## Consigne a
Relevez toutes les dates complètes (jour, mois et année) qui figurent dans le compte rendu du concert de Pantera au Hellfest.

## Extrait du texte
18 juin 2023, 23:55

PANTERA

@ Clisson (Hellfest Open Air)


Phil Anselmo peut quasiment être considéré comme un pilier du Hellfest, du moins dans sa programmation, ayant été à l’affiche de plusieurs éditions avec les multiples formations dont il fait ou a fait partie et est même venu exclusivement en villégiature dans l’intervalle, déambulant au gré de ses envies sur le site ou backstage, verre(s) à la main et spliff(s) au bec, prenant la pose selfie avec tout le monde et taillant le bout de gras comme si chacun était de vieux potes. Mais il n’est jamais venu avec LE groupe auquel il a prêté sa voix entre 1988 et 2000 sur six albums ayant quasiment tous eu valeur de référence. Bien sûr, cette apparition au Hellfest n’aurait jamais été possible il y a quelques années, principalement de par le tragique décès du guitariste Darrell Lance Abbott survenu le 8 décembre 2004 et que l’on surnommait Diamond ou encore Dimebag (que l’on peut traduire par petit pochon) pour la propension qu’il avait à fumer d’énormes quantités de marijuana. Le split officiel en novembre 2003 avait été précédé d’une brouille du batteur Vinnie Paul Abbott et son refus de fouler à nouveau la scène sans son frère et en compagnie d’Anselmo était alors sans appel. Ce, jusqu’à sa disparition soudaine le 22 juin 2018, terrassé par une crise cardiaque, un événement qui avait d’ailleurs été relayé sur les écrans du Hellfest au petit matin du 23, ternissant la fête et ayant vue de nombreuses formations lui rendre hommage tout au long des deux journées qui ont suivies.

## Consigne b
Citez sans rien modifier, parmi les lignes ci-dessous, le passage qui commence à la ligne contenant "the violin bridge" et se termine à la ligne contenant "[142,189,426,359]", ces deux lignes comprises.

## Données de l'exercice
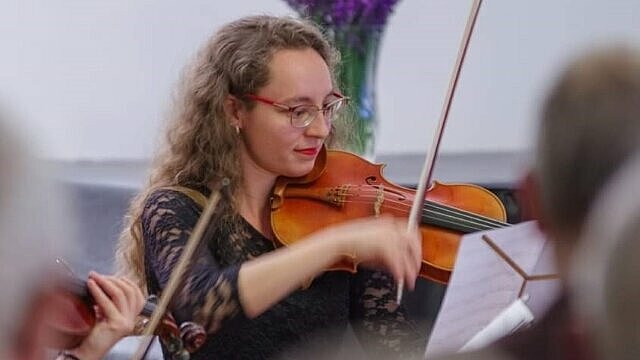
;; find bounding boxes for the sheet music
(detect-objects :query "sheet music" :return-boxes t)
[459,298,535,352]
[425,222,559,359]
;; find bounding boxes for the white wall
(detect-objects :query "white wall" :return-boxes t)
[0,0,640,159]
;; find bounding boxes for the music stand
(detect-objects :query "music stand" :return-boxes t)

* * *

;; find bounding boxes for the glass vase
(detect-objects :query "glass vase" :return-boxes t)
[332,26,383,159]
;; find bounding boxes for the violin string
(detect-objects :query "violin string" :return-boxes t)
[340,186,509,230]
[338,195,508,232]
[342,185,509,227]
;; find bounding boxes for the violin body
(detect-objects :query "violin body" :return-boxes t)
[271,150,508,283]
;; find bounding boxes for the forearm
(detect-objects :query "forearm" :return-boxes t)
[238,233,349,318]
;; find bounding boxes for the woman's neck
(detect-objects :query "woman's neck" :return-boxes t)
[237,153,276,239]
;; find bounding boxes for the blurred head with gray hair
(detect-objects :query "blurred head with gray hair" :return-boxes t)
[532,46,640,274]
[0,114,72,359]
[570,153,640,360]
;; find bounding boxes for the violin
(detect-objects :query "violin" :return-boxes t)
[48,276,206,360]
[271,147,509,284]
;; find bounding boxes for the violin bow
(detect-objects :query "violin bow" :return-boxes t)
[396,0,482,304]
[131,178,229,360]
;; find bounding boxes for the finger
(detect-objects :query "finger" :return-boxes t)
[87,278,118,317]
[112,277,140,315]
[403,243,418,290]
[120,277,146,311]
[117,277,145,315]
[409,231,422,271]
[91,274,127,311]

==

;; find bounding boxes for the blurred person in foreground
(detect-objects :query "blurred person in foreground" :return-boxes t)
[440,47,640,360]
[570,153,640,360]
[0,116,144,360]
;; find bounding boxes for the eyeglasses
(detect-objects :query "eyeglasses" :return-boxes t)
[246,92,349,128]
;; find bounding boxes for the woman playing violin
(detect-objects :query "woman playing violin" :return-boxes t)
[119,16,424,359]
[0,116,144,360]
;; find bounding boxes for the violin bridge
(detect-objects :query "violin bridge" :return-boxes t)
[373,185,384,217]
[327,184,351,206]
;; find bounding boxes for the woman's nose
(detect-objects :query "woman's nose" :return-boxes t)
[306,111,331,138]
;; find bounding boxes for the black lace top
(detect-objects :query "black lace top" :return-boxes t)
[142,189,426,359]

## Corrigé a
18 juin 2023
8 décembre 2004
22 juin 2018

## Corrigé b
;; find bounding boxes for the violin bridge
(detect-objects :query "violin bridge" :return-boxes t)
[373,185,384,217]
[327,184,351,206]
;; find bounding boxes for the woman's nose
(detect-objects :query "woman's nose" :return-boxes t)
[306,111,331,138]
;; find bounding boxes for the black lace top
(detect-objects :query "black lace top" :return-boxes t)
[142,189,426,359]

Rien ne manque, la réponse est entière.